── Stored data ──
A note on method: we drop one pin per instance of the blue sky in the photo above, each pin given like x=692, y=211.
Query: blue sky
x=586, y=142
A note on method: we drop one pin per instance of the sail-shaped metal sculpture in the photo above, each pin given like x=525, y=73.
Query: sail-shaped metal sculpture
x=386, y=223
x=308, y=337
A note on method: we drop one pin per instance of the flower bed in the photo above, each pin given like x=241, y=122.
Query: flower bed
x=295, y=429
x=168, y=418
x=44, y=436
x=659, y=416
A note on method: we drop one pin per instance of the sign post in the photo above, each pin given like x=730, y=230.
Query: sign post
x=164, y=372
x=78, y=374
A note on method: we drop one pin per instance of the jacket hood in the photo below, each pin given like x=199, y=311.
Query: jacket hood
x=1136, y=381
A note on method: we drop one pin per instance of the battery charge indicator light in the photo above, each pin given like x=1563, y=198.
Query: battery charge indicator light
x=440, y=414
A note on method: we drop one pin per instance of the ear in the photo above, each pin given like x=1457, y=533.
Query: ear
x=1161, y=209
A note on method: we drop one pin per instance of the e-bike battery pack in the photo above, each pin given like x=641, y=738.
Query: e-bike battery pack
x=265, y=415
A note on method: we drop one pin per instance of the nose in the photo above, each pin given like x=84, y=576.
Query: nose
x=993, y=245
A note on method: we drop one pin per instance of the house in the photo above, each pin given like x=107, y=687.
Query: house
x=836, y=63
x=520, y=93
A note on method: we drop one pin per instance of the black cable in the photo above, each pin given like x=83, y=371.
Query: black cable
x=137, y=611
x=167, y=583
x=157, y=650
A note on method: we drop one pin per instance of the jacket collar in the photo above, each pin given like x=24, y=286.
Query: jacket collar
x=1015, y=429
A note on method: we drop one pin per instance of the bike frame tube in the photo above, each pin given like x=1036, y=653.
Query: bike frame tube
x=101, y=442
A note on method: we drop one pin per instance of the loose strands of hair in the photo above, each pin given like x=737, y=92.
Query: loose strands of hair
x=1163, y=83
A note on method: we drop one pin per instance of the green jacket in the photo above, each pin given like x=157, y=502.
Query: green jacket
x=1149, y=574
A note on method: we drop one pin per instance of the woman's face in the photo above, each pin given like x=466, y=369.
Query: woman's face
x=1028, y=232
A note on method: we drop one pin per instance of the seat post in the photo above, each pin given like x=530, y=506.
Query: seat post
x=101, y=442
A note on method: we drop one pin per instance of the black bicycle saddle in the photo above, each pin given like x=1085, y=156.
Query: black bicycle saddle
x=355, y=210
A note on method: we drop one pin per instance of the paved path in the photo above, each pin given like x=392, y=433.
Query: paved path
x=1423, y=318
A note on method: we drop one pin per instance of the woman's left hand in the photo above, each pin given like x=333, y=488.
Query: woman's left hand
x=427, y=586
───
§ Short problem
Write out only the lines from the one containing "like x=641, y=738." through the one containing "x=520, y=93", substituting "marker" for "pin" and changing nothing else.

§ Exercise answer
A note on method: we drop one marker per instance of the e-bike battery pack in the photo above, each marker given like x=641, y=738.
Query: e-bike battery pack
x=265, y=415
A note on method: we drop one marker per instance of the nose in the photo above, each marker given like x=84, y=576.
Query: nose
x=993, y=245
A note on method: we drop one marker per instance of the house in the photo above, each marker given like x=107, y=687.
Query: house
x=836, y=63
x=520, y=93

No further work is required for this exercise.